**Requirement:** Print the passage below about the I/O separation model word for word, in full.

**Passage shown:**
********************
The groundbreaking work was presented by Miao Yu, a postdoctoral researcher in ECE and the team’s lead implementor, at last month’s IEEE Symposium on Security and Privacy, the world’s oldest and most prestigious security and privacy symposium.

Specifically, the researchers presented an I/O separation model, which defines precisely what it means to protect the communications of isolated applications running on frequently compromised operating systems such as Windows, Linux, or MacOS. According to the researchers, the I/O model is the first mathematically proven model that achieves communication separation for all types of I/O hardware and I/O kernels, the programs that facilitate interactions between software and hardware components.

Imagine that you need to transfer some money online, and the transactions you are about to execute are so sensitive that you’d like a guarantee they will remain private even if your computer has unknowingly been compromised with malware. Performing those transactions in this environment would be provably secure; even your completely compromised operating system cannot steal or modify the private data you input using your keyboard or mouse and display on your screen.
********************
**Record excerpts:**
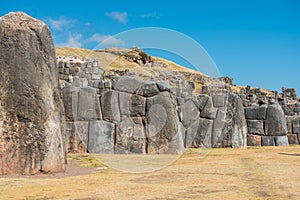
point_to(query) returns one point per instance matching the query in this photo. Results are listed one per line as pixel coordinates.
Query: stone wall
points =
(125, 114)
(121, 113)
(31, 111)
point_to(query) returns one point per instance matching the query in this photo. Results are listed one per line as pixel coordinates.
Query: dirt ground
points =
(253, 173)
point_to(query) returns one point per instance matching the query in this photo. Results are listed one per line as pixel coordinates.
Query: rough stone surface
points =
(190, 113)
(275, 123)
(203, 136)
(127, 84)
(218, 125)
(281, 140)
(201, 100)
(163, 85)
(253, 140)
(191, 133)
(219, 100)
(31, 112)
(230, 126)
(130, 136)
(162, 124)
(255, 127)
(148, 89)
(267, 141)
(296, 126)
(76, 136)
(208, 111)
(101, 137)
(132, 104)
(88, 105)
(256, 112)
(293, 139)
(289, 124)
(110, 106)
(70, 99)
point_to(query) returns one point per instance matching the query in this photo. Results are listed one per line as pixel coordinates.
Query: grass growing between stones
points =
(253, 173)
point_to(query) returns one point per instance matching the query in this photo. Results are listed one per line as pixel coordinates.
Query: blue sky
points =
(255, 42)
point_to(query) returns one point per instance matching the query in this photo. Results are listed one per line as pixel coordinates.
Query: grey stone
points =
(70, 100)
(201, 100)
(255, 127)
(208, 111)
(130, 136)
(275, 124)
(110, 106)
(33, 133)
(88, 105)
(256, 112)
(101, 137)
(289, 124)
(267, 141)
(281, 140)
(293, 139)
(218, 125)
(296, 125)
(162, 124)
(76, 81)
(163, 85)
(203, 136)
(148, 89)
(230, 126)
(189, 113)
(76, 136)
(180, 101)
(137, 106)
(219, 100)
(127, 84)
(131, 104)
(107, 84)
(191, 133)
(253, 140)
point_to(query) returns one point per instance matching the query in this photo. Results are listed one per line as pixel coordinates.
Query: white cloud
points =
(62, 23)
(119, 16)
(75, 40)
(105, 40)
(151, 15)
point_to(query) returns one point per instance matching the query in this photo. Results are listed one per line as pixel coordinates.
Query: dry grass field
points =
(253, 173)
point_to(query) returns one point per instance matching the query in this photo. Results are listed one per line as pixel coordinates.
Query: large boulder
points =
(203, 137)
(76, 136)
(31, 113)
(190, 113)
(162, 125)
(275, 123)
(110, 106)
(130, 136)
(101, 137)
(230, 126)
(256, 112)
(255, 127)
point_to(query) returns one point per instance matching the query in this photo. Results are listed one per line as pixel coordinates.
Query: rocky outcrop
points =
(31, 111)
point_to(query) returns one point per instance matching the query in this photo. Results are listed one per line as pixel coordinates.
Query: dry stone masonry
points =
(50, 107)
(31, 111)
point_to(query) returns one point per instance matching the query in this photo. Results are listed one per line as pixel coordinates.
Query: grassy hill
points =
(117, 60)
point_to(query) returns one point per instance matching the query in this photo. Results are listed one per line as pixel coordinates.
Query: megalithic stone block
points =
(281, 140)
(267, 141)
(253, 140)
(32, 136)
(110, 106)
(130, 136)
(70, 99)
(88, 105)
(275, 124)
(101, 137)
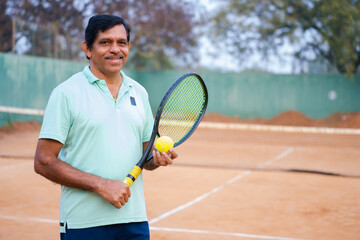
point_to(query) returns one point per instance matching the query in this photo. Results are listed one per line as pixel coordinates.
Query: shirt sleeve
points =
(57, 118)
(149, 120)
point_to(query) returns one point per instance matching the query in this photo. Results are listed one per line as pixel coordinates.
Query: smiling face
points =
(109, 52)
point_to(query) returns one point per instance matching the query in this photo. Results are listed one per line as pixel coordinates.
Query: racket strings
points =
(182, 109)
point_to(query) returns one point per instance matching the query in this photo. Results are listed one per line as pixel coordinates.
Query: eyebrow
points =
(110, 39)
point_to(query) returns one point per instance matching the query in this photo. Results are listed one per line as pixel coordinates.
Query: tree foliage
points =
(161, 30)
(328, 29)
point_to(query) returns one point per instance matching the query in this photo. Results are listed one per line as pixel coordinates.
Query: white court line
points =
(205, 195)
(220, 233)
(52, 221)
(43, 220)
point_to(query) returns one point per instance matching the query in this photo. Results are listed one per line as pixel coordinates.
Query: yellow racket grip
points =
(134, 173)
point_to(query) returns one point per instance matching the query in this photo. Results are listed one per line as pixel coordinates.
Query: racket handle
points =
(131, 177)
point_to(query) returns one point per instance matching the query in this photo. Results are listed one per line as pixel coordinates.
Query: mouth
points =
(114, 59)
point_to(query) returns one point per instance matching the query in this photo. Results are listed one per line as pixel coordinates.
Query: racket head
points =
(167, 118)
(182, 108)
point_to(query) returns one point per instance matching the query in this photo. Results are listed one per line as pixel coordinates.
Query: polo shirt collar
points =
(92, 78)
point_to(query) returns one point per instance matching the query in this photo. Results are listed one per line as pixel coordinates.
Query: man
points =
(96, 126)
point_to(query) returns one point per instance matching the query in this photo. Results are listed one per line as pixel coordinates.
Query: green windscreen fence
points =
(26, 82)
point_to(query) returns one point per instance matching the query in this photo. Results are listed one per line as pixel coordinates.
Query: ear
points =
(86, 50)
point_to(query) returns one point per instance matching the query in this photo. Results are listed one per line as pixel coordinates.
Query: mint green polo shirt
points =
(100, 136)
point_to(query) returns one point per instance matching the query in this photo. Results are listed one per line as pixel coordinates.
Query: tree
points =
(162, 30)
(50, 26)
(6, 29)
(329, 29)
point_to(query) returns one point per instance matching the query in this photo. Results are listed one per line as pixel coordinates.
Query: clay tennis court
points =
(230, 182)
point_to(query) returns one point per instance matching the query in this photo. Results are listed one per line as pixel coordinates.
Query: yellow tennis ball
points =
(164, 143)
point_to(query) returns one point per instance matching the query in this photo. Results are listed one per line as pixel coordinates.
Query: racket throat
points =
(131, 177)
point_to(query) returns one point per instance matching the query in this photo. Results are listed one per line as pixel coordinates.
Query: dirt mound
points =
(295, 118)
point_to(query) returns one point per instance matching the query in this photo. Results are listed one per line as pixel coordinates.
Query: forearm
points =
(48, 165)
(66, 175)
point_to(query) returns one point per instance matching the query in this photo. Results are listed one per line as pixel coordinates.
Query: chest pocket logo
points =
(132, 101)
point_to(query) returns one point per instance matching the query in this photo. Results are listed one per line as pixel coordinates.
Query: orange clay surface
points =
(226, 184)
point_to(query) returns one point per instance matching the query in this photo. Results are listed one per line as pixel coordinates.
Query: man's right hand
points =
(115, 192)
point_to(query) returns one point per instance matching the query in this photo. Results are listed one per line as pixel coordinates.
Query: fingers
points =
(116, 192)
(163, 158)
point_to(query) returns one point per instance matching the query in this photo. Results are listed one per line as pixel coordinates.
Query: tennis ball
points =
(164, 143)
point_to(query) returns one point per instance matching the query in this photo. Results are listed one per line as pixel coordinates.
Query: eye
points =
(123, 43)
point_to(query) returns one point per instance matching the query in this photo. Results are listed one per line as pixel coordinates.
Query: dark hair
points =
(102, 23)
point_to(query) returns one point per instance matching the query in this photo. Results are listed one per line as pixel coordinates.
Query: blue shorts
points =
(133, 231)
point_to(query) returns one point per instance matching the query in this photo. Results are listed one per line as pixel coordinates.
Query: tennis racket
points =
(177, 117)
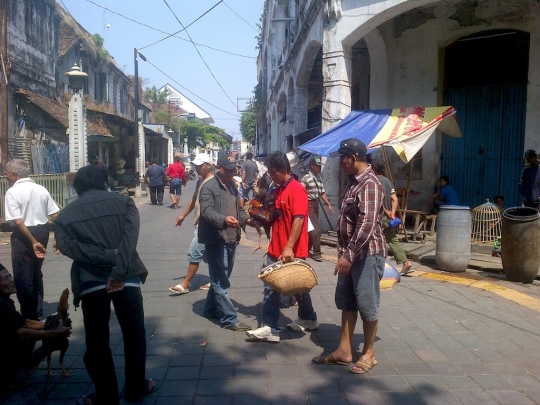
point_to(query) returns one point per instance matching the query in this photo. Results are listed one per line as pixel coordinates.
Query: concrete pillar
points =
(140, 164)
(336, 105)
(170, 151)
(300, 111)
(78, 144)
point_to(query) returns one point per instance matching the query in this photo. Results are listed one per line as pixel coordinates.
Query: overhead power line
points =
(197, 49)
(255, 28)
(164, 32)
(187, 26)
(189, 91)
(239, 16)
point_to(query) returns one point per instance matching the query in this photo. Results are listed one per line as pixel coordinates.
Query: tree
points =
(248, 123)
(195, 130)
(157, 99)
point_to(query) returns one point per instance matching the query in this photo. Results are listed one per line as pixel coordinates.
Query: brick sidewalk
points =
(438, 341)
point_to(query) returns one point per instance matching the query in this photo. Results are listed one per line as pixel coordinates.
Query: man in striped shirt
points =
(314, 186)
(361, 253)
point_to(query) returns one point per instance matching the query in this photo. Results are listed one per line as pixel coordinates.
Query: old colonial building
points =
(319, 60)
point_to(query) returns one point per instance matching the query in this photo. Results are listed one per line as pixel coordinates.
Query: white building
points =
(321, 59)
(179, 104)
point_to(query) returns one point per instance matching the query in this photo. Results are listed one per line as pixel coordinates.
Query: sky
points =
(220, 28)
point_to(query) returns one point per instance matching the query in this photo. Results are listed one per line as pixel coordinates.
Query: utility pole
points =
(3, 87)
(136, 108)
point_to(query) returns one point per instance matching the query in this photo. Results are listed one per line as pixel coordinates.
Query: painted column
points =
(77, 133)
(141, 160)
(170, 150)
(300, 111)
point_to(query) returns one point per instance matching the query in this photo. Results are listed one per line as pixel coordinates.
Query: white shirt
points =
(30, 202)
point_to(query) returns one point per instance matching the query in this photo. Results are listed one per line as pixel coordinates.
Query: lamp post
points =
(77, 120)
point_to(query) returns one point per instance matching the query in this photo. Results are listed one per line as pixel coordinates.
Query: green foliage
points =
(248, 124)
(195, 130)
(103, 54)
(157, 99)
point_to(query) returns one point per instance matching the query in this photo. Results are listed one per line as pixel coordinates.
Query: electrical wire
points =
(239, 16)
(197, 49)
(183, 29)
(164, 32)
(189, 91)
(281, 51)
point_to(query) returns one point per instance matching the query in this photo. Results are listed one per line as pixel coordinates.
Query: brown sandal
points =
(362, 366)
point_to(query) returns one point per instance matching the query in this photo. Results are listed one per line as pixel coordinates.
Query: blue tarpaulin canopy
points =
(405, 129)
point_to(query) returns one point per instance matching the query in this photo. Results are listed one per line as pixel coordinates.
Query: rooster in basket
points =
(262, 209)
(50, 345)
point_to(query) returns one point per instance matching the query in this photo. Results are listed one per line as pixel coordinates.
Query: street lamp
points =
(170, 131)
(77, 120)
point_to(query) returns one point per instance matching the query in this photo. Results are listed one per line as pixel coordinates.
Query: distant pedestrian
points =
(249, 178)
(99, 231)
(219, 230)
(28, 206)
(313, 183)
(390, 208)
(445, 196)
(196, 252)
(289, 240)
(361, 253)
(177, 174)
(155, 177)
(529, 184)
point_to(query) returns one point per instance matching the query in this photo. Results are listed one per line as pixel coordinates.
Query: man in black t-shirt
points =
(249, 176)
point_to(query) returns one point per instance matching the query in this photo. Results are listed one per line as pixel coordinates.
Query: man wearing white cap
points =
(203, 166)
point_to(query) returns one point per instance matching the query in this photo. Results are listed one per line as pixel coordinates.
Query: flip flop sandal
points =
(362, 366)
(178, 290)
(329, 360)
(89, 399)
(149, 390)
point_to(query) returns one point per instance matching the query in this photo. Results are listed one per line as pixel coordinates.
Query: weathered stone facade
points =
(321, 59)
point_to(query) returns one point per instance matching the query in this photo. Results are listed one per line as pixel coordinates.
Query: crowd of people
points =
(99, 232)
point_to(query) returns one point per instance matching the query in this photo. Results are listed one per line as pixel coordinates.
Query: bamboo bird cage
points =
(486, 223)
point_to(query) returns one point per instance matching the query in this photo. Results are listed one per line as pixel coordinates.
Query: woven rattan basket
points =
(289, 278)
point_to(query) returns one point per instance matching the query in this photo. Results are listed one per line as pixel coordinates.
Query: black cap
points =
(224, 162)
(351, 147)
(529, 153)
(315, 160)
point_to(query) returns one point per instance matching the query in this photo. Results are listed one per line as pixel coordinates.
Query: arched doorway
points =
(485, 79)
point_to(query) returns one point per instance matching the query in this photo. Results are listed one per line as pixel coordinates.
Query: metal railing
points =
(54, 183)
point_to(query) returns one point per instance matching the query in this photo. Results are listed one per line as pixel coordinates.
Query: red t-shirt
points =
(176, 171)
(292, 201)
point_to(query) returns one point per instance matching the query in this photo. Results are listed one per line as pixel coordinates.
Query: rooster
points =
(50, 345)
(262, 209)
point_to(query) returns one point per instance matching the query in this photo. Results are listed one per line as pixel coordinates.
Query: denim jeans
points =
(128, 306)
(359, 290)
(27, 270)
(220, 263)
(270, 310)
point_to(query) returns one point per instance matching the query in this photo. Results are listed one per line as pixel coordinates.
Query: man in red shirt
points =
(289, 240)
(177, 173)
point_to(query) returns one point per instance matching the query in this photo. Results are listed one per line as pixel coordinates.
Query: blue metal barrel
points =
(520, 244)
(453, 243)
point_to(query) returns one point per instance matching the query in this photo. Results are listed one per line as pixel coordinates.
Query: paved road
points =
(439, 341)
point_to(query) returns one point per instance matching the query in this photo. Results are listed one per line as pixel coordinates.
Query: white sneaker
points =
(264, 334)
(300, 325)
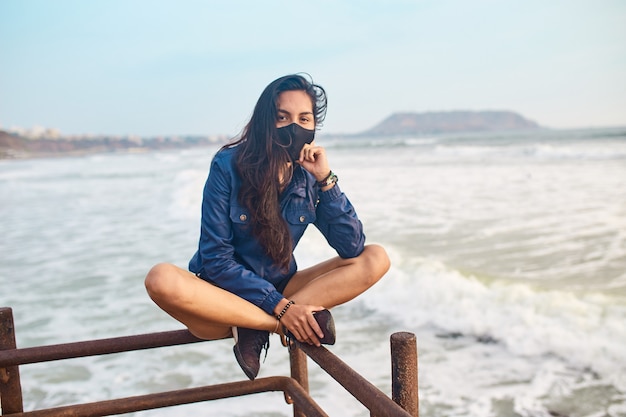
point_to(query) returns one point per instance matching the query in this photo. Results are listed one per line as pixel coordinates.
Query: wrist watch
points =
********************
**Result of the exercise:**
The groundbreaking work was presented by Miao Yu, a postdoctoral researcher in ECE and the team’s lead implementor, at last month’s IEEE Symposium on Security and Privacy, the world’s oldest and most prestigious security and privacy symposium.

Specifically, the researchers presented an I/O separation model, which defines precisely what it means to protect the communications of isolated applications running on frequently compromised operating systems such as Windows, Linux, or MacOS. According to the researchers, the I/O model is the first mathematically proven model that achieves communication separation for all types of I/O hardware and I/O kernels, the programs that facilitate interactions between software and hardware components.

Imagine that you need to transfer some money online, and the transactions you are about to execute are so sensitive that you’d like a guarantee they will remain private even if your computer has unknowingly been compromised with malware. Performing those transactions in this environment would be provably secure; even your completely compromised operating system cannot steal or modify the private data you input using your keyboard or mouse and display on your screen.